■ Alıştırmalar
1 – Var olmak ve yaşamak üzerine yazıda "İsteklerimiz, beklentilerimiz, hiçbir" ile başlayıp "destekleyen somut örneklerdir." ile biten bölümün tamamını yeniden yazın. Bunu yaparken "keşifler" yerine "buluşlar" koyarak metni düzenleyin.
2 – Var olmak ve yaşamak üzerine yazıya göre aşağıdaki soruları yanıtlayın.
(a) Paranın miktarı neyi belirler?
(b) İnsanoğlunun en büyük zaaflarından biri olarak ne gösteriliyor?
(c) Keşifler neyden doğmuştur?

■ Okuma metni
★ ★ ★ ★
Var olmak mı yoksa Yaşamak mı?



Var olmak ve yaşamak arasında ince bir nüans farkı vardır. Dünyada var olduğunuz için yaşadığınızı zannedersiniz. Aynadaki yansımanız sizin var olduğunuzun bir kanıtı olabilir fakat yaşamak ve bunu becerebilmek apayrıdır. Yaşamak sahip olduğunuz koşulları hakkıyla değerlendirdiğiniz sürece anlam kazanır. Mesela; çok paranızın olması sizin varlığınızın bir göstergesi olabilir ama o parayı değerlendirmek size bağlıdır. Doğru değerlendirdiğiniz sürece yaşamış olursunuz. Materyalizmin en kısa açıklaması olan paranın miktarı sosyal sınıfınızı belirler. Zengin ve fakir olmak yaşam kalitenizi de belirleyen unsurlardır. Maalesef, Karl Marx ne kadar uğraşmış olsa da iki grup arasındaki eşitliği bir türlü gerçekleştirememiştir ve gerçekleşmesi de mümkün olmayan bir olumlamadır. Bu ayrım ast ve üst arasındaki sınırında açıkça özetidir. Buradan yanlış bir çıkarım yapılmaması adına Kapitalizmi savunmak niyetinde değilim ama bu iki ayrı grubun siyah beyazdan elde edilen gri rengi gibi kolay bir karma yapının oluşamayacağının ağır gerçekliğiyle yüzleştiriyor. Bu durumu aslında var olmak ve yaşamak arasındaki farkında nedeni olarak da görebiliriz. Ama işin içine üretmek, keşfetmek, yaratmak gibi faktörler girdiğinde bütün bu dengeyi bir anda farklı bir boyuta taşıdığını göz ardı etmek büyük bir ahmaklıkta olabilir. Zaman geçtikçe bunların hepsi bir tek şeyi doğuruyor: insanoğlunun en büyük zaaflarından biri doyumsuzluk.

İsteklerimiz, beklentilerimiz, hiçbir zaman bitmiyor. Düşünsenize keşifler neden yapılmış? Daha fazlasını merak etmekten ve ihtiyaçtan doğmuşlar. Yaşadıkça ve bazı şeylere tanık oldukça daha iyisini daha güzelini istiyoruz. Aslında, isteklerimizin boyutu bu şekilde gelişiyor, yani daha iyisini görerek ve onun daha iyisini hayal ederek hem imkansızlığın hem de olasılıksızlığın sınırlarını zorlamış oluyoruz. Hayal gücümüz zihnimizin oyunlarıyla bu şekilde gelişiyor. Aslında, içsel ve bireysel bir yolculuk fakat pragmatik şeyler üreterek insanlara da yarar sağlıyoruz. Belki de çoğumuzun imgesel ürün sonucu keşfettikleri girişimler ömür boyu gerçekleşmeyi bekliyorlardır fakat hayallerine birer birer sahip olanlar da yok değil. Steve Jobs, Elon Musk, Stephan Hawking, Ada Lovelace gibi isimler bu düşünceyi destekleyen somut örneklerdir.
★ ★ ★ ★
■ Bir veri kümesinden kayıtlar
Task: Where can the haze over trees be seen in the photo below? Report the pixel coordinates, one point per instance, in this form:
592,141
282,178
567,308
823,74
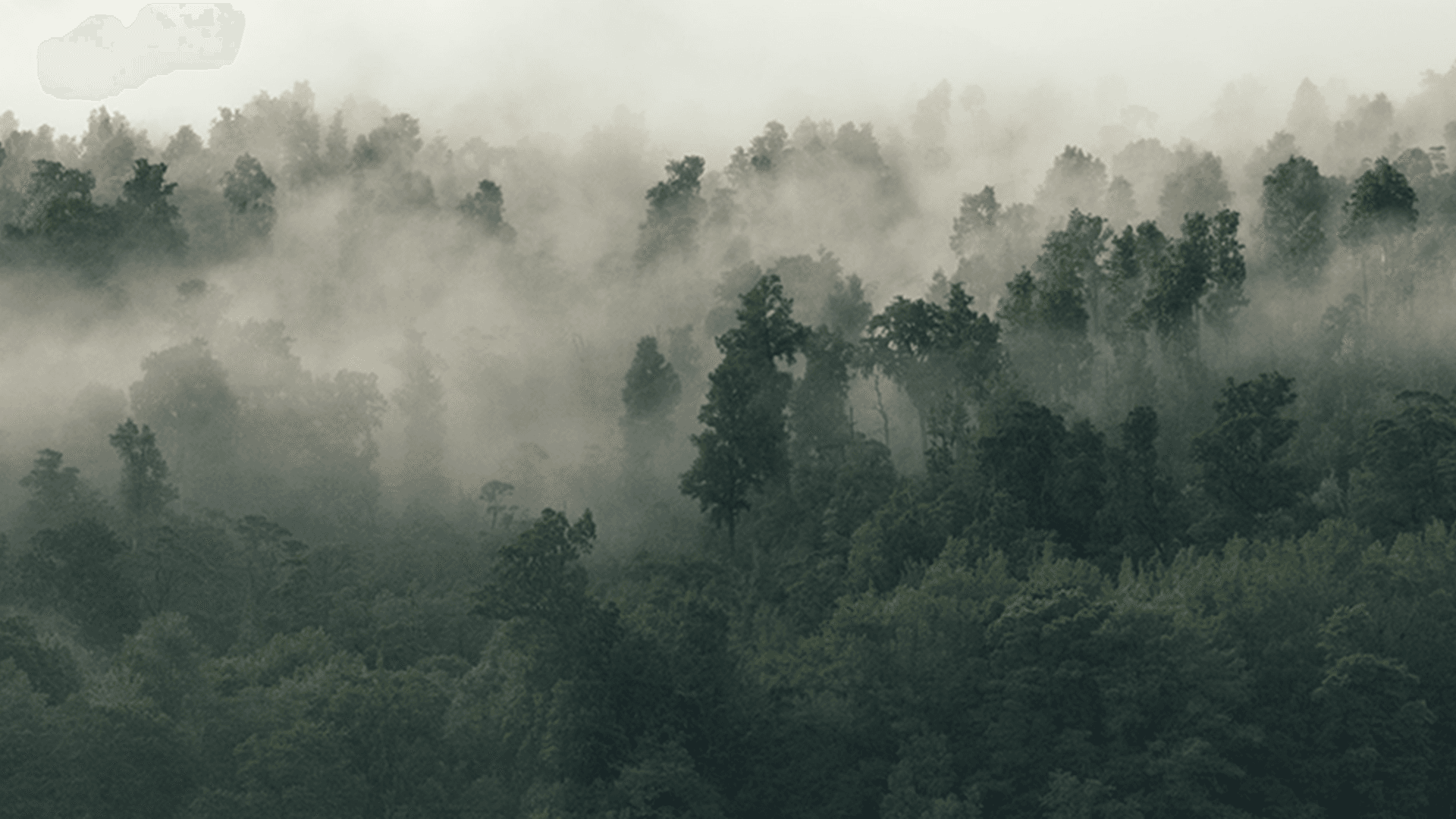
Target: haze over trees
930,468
★ ★ ★ ★
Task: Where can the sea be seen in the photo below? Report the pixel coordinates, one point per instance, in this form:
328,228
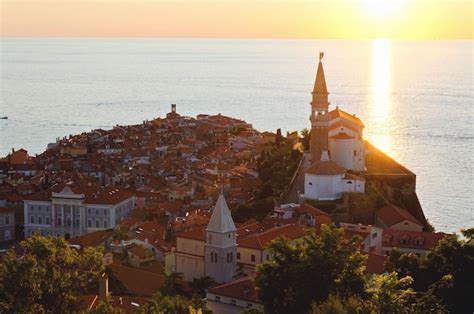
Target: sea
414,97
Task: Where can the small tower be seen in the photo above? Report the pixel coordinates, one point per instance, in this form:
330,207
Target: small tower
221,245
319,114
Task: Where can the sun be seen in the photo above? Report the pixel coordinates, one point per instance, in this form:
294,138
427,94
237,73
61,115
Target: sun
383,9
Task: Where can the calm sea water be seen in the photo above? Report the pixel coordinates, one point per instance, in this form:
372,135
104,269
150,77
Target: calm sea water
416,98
★ ★ ★ ★
■ Yanıtlar
1 –
İsteklerimiz, beklentilerimiz, hiçbir zaman bitmiyor. Düşünsenize buluşlar neden yapılmış? Daha fazlasını merak etmekten ve ihtiyaçtan doğmuşlar. Yaşadıkça ve bazı şeylere tanık oldukça daha iyisini daha güzelini istiyoruz. Aslında, isteklerimizin boyutu bu şekilde gelişiyor, yani daha iyisini görerek ve onun daha iyisini hayal ederek hem imkansızlığın hem de olasılıksızlığın sınırlarını zorlamış oluyoruz. Hayal gücümüz zihnimizin oyunlarıyla bu şekilde gelişiyor. Aslında, içsel ve bireysel bir yolculuk fakat pragmatik şeyler üreterek insanlara da yarar sağlıyoruz. Belki de çoğumuzun imgesel ürün sonucu keşfettikleri girişimler ömür boyu gerçekleşmeyi bekliyorlardır fakat hayallerine birer birer sahip olanlar da yok değil. Steve Jobs, Elon Musk, Stephan Hawking, Ada Lovelace gibi isimler bu düşünceyi destekleyen somut örneklerdir.

2 –
(a) Paranın miktarı sosyal sınıfınızı belirler.
(b) İnsanoğlunun en büyük zaaflarından biri olarak doyumsuzluk gösteriliyor.
(c) Keşifler daha fazlasını merak etmekten ve ihtiyaçtan doğmuştur.